§ TASK TO COMPLETE:
What is needed is an exact copy of all the entries.

• • • • • • •

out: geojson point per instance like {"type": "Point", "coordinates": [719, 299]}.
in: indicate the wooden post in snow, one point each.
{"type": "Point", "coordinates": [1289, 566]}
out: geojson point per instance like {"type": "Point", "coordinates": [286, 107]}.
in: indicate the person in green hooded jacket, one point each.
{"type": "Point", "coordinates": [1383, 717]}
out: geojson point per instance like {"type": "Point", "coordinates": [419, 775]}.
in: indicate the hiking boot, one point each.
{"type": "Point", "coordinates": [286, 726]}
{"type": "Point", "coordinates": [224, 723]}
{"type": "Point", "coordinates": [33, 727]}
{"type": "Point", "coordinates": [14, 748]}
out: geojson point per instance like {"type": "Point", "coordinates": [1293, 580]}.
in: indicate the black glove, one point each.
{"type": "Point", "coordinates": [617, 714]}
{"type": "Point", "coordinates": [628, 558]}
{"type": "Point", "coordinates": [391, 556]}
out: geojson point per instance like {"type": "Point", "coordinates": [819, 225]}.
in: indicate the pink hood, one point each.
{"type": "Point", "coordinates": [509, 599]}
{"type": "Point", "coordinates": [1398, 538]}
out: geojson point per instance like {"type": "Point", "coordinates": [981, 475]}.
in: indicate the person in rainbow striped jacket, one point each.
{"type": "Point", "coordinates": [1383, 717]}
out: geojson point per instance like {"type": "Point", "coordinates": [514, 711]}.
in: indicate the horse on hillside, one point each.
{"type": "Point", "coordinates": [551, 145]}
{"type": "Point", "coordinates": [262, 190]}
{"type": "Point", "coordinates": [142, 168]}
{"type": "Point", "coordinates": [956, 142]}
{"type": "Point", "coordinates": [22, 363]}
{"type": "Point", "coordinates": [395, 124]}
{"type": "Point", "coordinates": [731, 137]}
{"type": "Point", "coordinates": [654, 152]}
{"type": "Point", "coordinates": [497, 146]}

• • • • • • •

§ EXPECTED ANSWER:
out: geojson point per instance like {"type": "Point", "coordinates": [719, 299]}.
in: indicate the wooden post in snow, one point each.
{"type": "Point", "coordinates": [1289, 566]}
out: geojson point per instance like {"type": "Point", "coordinates": [286, 107]}.
in: indicate the person in green hooded jacket, one point each.
{"type": "Point", "coordinates": [1383, 717]}
out: geojson point per instance like {"type": "Point", "coordinates": [419, 775]}.
in: indicate the hiking boot, one point each.
{"type": "Point", "coordinates": [286, 726]}
{"type": "Point", "coordinates": [224, 723]}
{"type": "Point", "coordinates": [33, 727]}
{"type": "Point", "coordinates": [14, 748]}
out: geojson point per instance like {"type": "Point", "coordinates": [1293, 580]}.
in: indicate the black glove, one point each.
{"type": "Point", "coordinates": [617, 714]}
{"type": "Point", "coordinates": [628, 558]}
{"type": "Point", "coordinates": [391, 556]}
out: geojson point per instance like {"type": "Point", "coordinates": [819, 225]}.
in: indicate the pink hood, one point each.
{"type": "Point", "coordinates": [509, 599]}
{"type": "Point", "coordinates": [1398, 538]}
out: geojson point per instance like {"type": "Point", "coordinates": [981, 475]}.
in: indicate the person in rainbow striped jacket, one point each.
{"type": "Point", "coordinates": [1383, 717]}
out: geojson point per instance like {"type": "Point", "coordinates": [514, 711]}.
in: indicate the horse on hillside, one point each.
{"type": "Point", "coordinates": [551, 145]}
{"type": "Point", "coordinates": [262, 190]}
{"type": "Point", "coordinates": [142, 168]}
{"type": "Point", "coordinates": [956, 142]}
{"type": "Point", "coordinates": [22, 363]}
{"type": "Point", "coordinates": [395, 124]}
{"type": "Point", "coordinates": [731, 137]}
{"type": "Point", "coordinates": [654, 152]}
{"type": "Point", "coordinates": [497, 146]}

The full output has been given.